● Data for this task:
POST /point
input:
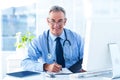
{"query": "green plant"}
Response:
(22, 39)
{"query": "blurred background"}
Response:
(30, 15)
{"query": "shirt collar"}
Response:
(53, 37)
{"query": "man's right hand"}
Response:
(52, 67)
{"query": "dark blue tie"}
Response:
(59, 53)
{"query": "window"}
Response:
(17, 19)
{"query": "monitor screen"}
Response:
(102, 32)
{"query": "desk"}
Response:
(43, 77)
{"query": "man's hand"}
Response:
(52, 67)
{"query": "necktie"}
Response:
(59, 53)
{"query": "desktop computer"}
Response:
(97, 60)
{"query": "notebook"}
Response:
(115, 58)
(23, 74)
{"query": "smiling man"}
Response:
(56, 48)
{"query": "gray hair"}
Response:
(57, 8)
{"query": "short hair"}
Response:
(57, 8)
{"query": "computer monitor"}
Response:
(102, 32)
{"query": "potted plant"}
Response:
(22, 41)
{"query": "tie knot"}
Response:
(58, 39)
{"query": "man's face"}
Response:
(56, 22)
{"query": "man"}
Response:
(46, 53)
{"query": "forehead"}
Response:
(56, 15)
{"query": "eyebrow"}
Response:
(58, 20)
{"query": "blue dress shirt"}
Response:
(38, 54)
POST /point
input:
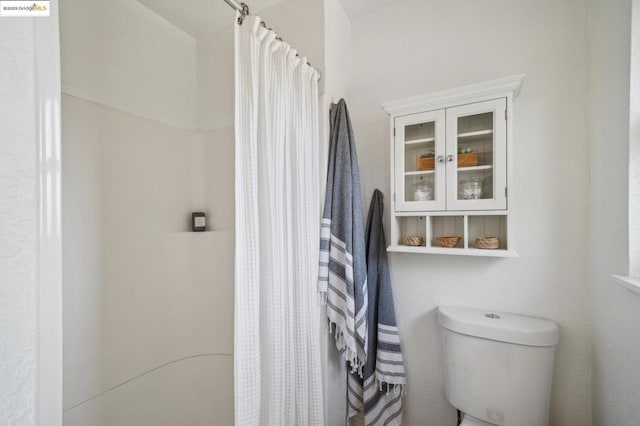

● Problem details: Your answer must be an exact copy of the listing, minus its pictures.

● Response area:
POST /point
input:
{"query": "green plant"}
Response:
(22, 39)
{"query": "blurred background"}
Response:
(30, 15)
{"query": "shirt collar"}
Response:
(53, 37)
{"query": "man's right hand"}
Response:
(52, 67)
{"query": "dark blue tie"}
Response:
(59, 53)
{"query": "window"}
Response:
(17, 19)
{"query": "monitor screen"}
Response:
(102, 32)
{"query": "desk"}
Response:
(43, 77)
{"query": "man's hand"}
Response:
(52, 67)
{"query": "necktie"}
Response:
(59, 53)
{"query": "desktop computer"}
Response:
(97, 60)
{"query": "notebook"}
Response:
(115, 58)
(23, 74)
{"query": "smiling man"}
Response:
(56, 48)
{"query": "gray hair"}
Response:
(57, 8)
{"query": "short hair"}
Response:
(57, 8)
{"query": "computer monitor"}
Response:
(102, 32)
{"query": "potted plant"}
Response:
(22, 41)
{"query": "tie knot"}
Response:
(58, 39)
{"query": "man's face"}
Response:
(56, 22)
{"query": "man"}
Response:
(46, 53)
{"query": "forehead"}
Response:
(56, 15)
{"query": "eyebrow"}
Response:
(58, 20)
{"query": "blue dress shirt"}
Response:
(38, 54)
POST /point
input:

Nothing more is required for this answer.